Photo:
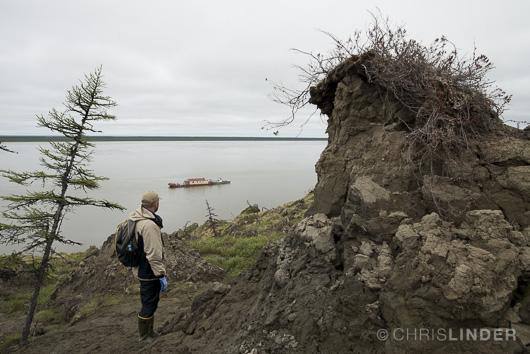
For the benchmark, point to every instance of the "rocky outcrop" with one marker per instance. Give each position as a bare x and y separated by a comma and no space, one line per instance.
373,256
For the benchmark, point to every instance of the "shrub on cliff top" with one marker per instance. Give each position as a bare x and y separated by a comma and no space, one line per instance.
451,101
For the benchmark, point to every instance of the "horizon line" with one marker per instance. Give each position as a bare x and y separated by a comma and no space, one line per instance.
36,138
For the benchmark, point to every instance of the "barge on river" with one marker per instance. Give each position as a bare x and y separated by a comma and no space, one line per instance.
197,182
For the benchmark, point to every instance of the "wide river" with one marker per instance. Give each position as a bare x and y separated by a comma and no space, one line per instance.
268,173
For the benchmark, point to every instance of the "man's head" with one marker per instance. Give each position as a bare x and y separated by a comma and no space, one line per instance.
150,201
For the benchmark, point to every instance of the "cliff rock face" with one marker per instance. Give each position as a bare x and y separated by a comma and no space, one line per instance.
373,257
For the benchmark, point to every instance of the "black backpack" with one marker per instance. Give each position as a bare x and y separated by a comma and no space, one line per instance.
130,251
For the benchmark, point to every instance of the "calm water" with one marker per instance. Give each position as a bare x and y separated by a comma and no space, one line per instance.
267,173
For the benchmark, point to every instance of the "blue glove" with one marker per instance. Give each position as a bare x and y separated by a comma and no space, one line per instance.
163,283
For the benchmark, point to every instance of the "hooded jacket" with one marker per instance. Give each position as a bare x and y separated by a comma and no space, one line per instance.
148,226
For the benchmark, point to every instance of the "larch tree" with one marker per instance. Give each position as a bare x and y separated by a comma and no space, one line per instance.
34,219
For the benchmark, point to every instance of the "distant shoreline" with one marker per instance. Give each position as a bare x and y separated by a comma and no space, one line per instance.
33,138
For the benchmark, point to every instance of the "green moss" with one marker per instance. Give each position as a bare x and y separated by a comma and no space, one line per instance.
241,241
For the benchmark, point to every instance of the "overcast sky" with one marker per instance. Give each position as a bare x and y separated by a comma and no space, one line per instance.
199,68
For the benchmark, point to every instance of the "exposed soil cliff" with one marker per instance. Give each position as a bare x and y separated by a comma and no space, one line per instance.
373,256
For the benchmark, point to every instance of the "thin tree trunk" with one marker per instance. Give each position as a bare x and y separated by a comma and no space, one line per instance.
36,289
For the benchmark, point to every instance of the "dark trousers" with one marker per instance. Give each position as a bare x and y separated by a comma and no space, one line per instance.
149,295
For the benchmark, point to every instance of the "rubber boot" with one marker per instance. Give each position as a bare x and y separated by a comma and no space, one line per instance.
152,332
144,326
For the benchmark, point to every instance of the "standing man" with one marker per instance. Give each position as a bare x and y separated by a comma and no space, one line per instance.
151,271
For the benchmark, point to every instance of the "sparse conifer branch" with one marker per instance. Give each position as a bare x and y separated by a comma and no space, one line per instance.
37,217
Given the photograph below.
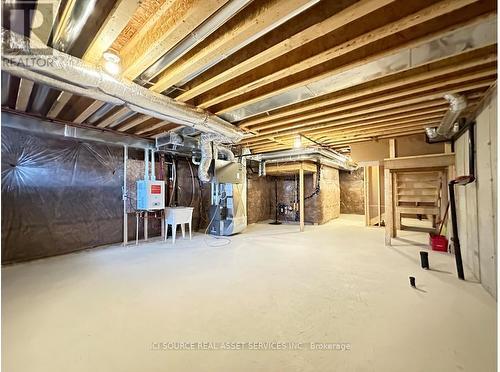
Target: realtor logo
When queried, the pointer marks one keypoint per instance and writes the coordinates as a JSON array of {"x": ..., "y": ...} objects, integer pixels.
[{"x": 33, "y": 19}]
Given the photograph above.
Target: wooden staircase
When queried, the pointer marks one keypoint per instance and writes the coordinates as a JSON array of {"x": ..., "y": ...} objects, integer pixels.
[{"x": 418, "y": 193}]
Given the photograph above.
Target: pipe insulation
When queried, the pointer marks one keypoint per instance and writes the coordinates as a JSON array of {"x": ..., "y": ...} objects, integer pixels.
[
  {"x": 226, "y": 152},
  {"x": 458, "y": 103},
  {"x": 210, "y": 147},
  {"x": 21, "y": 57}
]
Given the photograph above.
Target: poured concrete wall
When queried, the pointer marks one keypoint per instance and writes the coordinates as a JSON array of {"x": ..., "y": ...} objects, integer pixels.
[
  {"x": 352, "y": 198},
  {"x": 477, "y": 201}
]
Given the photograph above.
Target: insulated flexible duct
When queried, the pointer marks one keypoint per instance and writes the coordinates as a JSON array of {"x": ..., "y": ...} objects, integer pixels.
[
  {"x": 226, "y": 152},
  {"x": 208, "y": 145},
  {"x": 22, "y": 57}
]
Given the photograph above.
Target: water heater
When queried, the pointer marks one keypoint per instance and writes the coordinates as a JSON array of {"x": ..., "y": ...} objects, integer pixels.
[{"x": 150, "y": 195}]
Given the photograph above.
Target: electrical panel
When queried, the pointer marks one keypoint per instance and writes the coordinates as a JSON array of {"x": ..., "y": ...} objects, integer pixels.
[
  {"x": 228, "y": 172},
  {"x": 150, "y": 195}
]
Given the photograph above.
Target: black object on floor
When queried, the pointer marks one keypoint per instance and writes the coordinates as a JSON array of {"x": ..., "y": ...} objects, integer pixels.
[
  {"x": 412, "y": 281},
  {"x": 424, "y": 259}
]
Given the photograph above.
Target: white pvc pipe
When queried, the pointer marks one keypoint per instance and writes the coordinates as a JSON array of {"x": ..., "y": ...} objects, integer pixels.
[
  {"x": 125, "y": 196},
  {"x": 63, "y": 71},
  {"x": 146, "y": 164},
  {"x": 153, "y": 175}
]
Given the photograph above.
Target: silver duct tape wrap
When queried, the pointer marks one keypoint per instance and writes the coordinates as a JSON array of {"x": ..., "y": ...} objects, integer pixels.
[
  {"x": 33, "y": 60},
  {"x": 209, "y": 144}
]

■ ■ ■ ■

* _PROBLEM DESCRIPTION_
Retype each record exactly as it stands, but do not include the pictures.

* _RIGHT ANSWER_
Photo:
For the benchmark, point to every instance of the "rocky outcrop" with one marker per instance. Give each position as a bare x and y separated by a comma and no space, one line per instance.
373,256
For the benchmark, point to every instance of the "shrub on cliff top" with one marker per instance. Give each position as a bare x and y separated by a comma and no space, one line per instance.
451,101
For the benchmark, point to every instance of the "horizon line" with one marker per instance. Give each position as a bare x and y separated by a comma and no space, one line per instance.
36,138
For the benchmark, point to every instance of the "barge on river" with one marker per instance. Give each position as a bare x and y separated by a comma and no space, one line per instance.
197,182
For the benchmark, point to every instance of the "wide river" with one marker per instance. Give each position as a bare x and y separated by a comma and no space, one line per instance.
268,173
For the benchmark, point to every instance of the "man's head" with one marker per instance. Give each position as a bare x and y separated by a comma and no space, one line per instance.
150,201
For the benchmark, point to every instance of the "cliff rock face" with one marker per instance. Give each position as a bare x and y separated by a comma and no space, one line per instance.
373,257
For the benchmark, point to every instance of the "black backpack" with one marker per instance. Give each position as a bare x and y separated by a comma and no space, one line per instance.
130,251
For the benchmark, point to every instance of the "calm water" with one marker per instance. Give each position as a bare x and y separated by a comma and no space, one line per instance.
267,173
For the benchmark, point to every instance of the "blue glove" with one marker per instance. Give each position as a bare x and y separated by a comma and no space, one line per instance.
163,283
For the benchmark, point to every instance of the "hooded jacket" with one marker per instance. Give each position as a bare x and y separated by a comma and no space, one line per instance.
148,226
For the benchmark, point to every instance of the "larch tree" with one marker per instance. Give each position as a bare x and y separated by a comma and no space, one line per instance.
34,219
For the benchmark, point to every instance of the "distant shoreline" with one marker per instance. Give each position as a bare x and y separated by a comma and no space, one line per instance.
33,138
For the benchmark, point to every instance of the "green moss" with one marker per instance. Give each position as a bare x and y separated by a comma and no space, one line per instance.
241,241
For the benchmark, point to every instance of the "overcast sky" with one marker per instance. Give each position as a bare x and y separated by a comma and no space, one line per instance.
199,68
For the benchmark, point to every instance of the "exposed soil cliff" with one marker per instance. Give each position as a bare x and y separated by a comma and no space, one line per instance.
373,256
For the benchmark, point to every instance of the "thin tree trunk" with one marker per instance. Give each position as a bare x and y separated by a comma and no space, one line per instance.
36,289
For the benchmark, point to every instance of the "dark trousers" with one marker per instance. Give each position as a bare x and y separated by a comma and no space, one line per instance.
149,295
For the benchmark, point to every instance of the "rubber boot" with one marker per instance. Give each position as a bare x and y separated by a comma and no space, one line per instance.
152,332
144,326
For the benchmark, point to every instance of the "standing man" with one marker per instance. Give each position as a bare x and y separated by a comma and no space, one line per instance.
151,271
For the benchmark, point to every instance of the "sparse conifer branch" with one marker per instance. Give each position as a bare x and y separated by a comma and no space, one line per instance.
37,217
Given the photograph below.
Target: realtor logo
When queried, the pointer marks one keypoint per instance and writes the coordinates as a JSON array of {"x": ..., "y": ...} objects, integer pixels.
[{"x": 33, "y": 19}]
Given the photograph above.
Target: wooden staircase
When queried, the pointer marks one keypoint per instance and writes the coordinates as a JSON array of {"x": ..., "y": ...} objects, integer pixels.
[{"x": 418, "y": 193}]
Given the photograph above.
Target: pipe insulation
When queried, the pointer marks one keypoint per instance and writes the coordinates as a JSON array of {"x": ..., "y": ...} objects, integer pixels.
[
  {"x": 226, "y": 152},
  {"x": 458, "y": 103},
  {"x": 210, "y": 147},
  {"x": 21, "y": 57}
]
Given the photograph above.
Target: poured concrete wall
When queried, the pointer marks one keypoint per instance and writes the coordinates as a JSON array of {"x": ..., "y": ...} objects, integer pixels.
[
  {"x": 352, "y": 198},
  {"x": 477, "y": 201}
]
Given the photograph above.
Target: insulated flexible duct
When queried, the pointer marks one keypoint per instance and writes the coordinates as a JSON array of {"x": ..., "y": ...} objects, integer pixels.
[
  {"x": 226, "y": 152},
  {"x": 208, "y": 145},
  {"x": 22, "y": 57}
]
Given the photograph above.
Target: water heater
When queried, the pointer marks one keypoint per instance and writes the coordinates as a JSON array of {"x": ..., "y": ...} objects, integer pixels.
[{"x": 150, "y": 195}]
Given the photograph above.
Target: electrical panel
When queried, the pointer marks one keypoint per instance and writes the coordinates as a JSON array of {"x": ..., "y": ...} objects, integer pixels.
[
  {"x": 228, "y": 172},
  {"x": 150, "y": 195}
]
Given the photograph above.
Target: black object on floor
When queried, the pointer marks one keypoint per instance and writes the coordinates as a JSON array of {"x": ..., "y": ...} objects, integer pixels.
[
  {"x": 412, "y": 281},
  {"x": 424, "y": 259}
]
Given the photograph above.
Target: white pvc pipe
When queried, the pointer marks one keypoint per instance and writes the coordinates as a JSON array of {"x": ..., "y": ...} objects, integer pixels.
[
  {"x": 125, "y": 196},
  {"x": 63, "y": 71},
  {"x": 146, "y": 164},
  {"x": 153, "y": 175}
]
Given the photograph above.
Target: silver duct tape wrap
When queried, the pointer marks one keypoint per instance and writes the coordinates as a JSON array of {"x": ..., "y": ...} objects, integer pixels.
[
  {"x": 33, "y": 60},
  {"x": 209, "y": 144}
]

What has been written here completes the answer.